[短い課題]: 次の(a)〜(c)がエンジン研究についての文章の内容と合うかを「はい」か「いいえ」で答え、それぞれ決め手となる文章中の語句を正確に引用しなさい。(a) ガソリンエンジンやディーゼルエンジンは、およそ130年前に開発された。(b) 炭化水素は酸素と反応を繰り返し、最終的には一酸化炭素に変化する。(c) 排ガス中の有害物質のほとんどは、燃焼に関わる化学反応によって生成される。

[原文の抜粋]:
──────────────────────────────
古くて新しい! 広くて深い! エンジンの研究
エンジンに関する課題は山積み
およそ130年前に開発されたガソリンエンジンやディーゼルエンジンは、小型で汎用性が高く砂漠や極寒地でも使用できるために、自動車などの輸送機器の動力源として主流を占めています。一方で地球環境を守るためには、一層クリーンで高効率なエンジンが求められていて、研究課題は山積みです。課題を解決していくためには、エンジンが動力を発生させる根本的な現象である「燃焼」の化学反応を理解し、従来の理論や分析技術ではわかっていない反応の仕組みを解明する必要があります。
排ガスに含まれる成分の謎
排ガスの中に含まれる有害物質は、そのほとんどが燃焼に関わる化学反応によって生成されるものです。ガソリンや軽油に含まれる分子のほとんどは炭素原子と水素原子が複雑に結合したもので、炭化水素と呼ばれます。その炭化水素が酸素と反応を繰り返し、最終的には二酸化炭素や水に変化していくのです。
しかし、この過程の途中で反応が止まり、二酸化炭素や水になれなかった成分も存在します。それらの成分の中には、大気汚染の原因となったり、生体系へ影響したり、またエンジンにとって好ましくない現象を引き起こすものが含まれていると考えられていて、詳細な解析が求められています。
排ガスを再利用する?
──────────────────────────────
[データの行]:
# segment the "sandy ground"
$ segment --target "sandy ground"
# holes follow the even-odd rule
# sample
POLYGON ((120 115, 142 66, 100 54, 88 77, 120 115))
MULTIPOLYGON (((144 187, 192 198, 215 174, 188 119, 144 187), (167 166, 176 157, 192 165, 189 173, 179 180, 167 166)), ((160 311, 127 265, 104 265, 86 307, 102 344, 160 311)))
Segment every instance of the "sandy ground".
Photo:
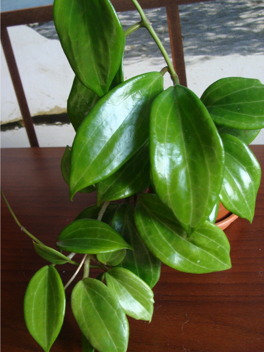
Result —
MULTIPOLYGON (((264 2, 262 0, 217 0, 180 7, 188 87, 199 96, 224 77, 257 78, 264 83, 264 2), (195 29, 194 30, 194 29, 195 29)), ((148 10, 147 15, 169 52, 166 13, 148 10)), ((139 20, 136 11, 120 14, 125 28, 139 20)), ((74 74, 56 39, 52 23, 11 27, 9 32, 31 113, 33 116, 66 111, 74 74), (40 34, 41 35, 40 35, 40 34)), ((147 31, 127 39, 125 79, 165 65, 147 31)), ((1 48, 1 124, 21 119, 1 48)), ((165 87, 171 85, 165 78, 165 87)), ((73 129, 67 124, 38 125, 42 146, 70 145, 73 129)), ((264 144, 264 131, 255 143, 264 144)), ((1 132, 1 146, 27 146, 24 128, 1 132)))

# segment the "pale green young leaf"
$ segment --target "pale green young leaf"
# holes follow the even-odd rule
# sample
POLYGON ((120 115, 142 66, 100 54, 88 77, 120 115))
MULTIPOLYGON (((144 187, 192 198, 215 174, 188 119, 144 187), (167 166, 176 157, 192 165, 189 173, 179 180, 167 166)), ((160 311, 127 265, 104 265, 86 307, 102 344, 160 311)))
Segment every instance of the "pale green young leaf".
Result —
──────────────────────────────
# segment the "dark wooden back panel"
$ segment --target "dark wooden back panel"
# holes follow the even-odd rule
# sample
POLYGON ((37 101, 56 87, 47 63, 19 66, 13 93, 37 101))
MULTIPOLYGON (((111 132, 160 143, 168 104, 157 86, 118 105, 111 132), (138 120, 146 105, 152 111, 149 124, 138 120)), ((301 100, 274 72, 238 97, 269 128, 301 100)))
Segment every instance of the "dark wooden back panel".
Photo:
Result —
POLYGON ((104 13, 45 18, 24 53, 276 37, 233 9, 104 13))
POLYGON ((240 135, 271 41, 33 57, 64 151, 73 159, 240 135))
──────────────────────────────
[練習の解答]:
(a) はい。「およそ130年前に開発されたガソリンエンジンやディーゼルエンジンは」
(b) いいえ。「最終的には二酸化炭素や水に変化していくのです」
(c) はい。「そのほとんどが燃焼に関わる化学反応によって生成されるものです」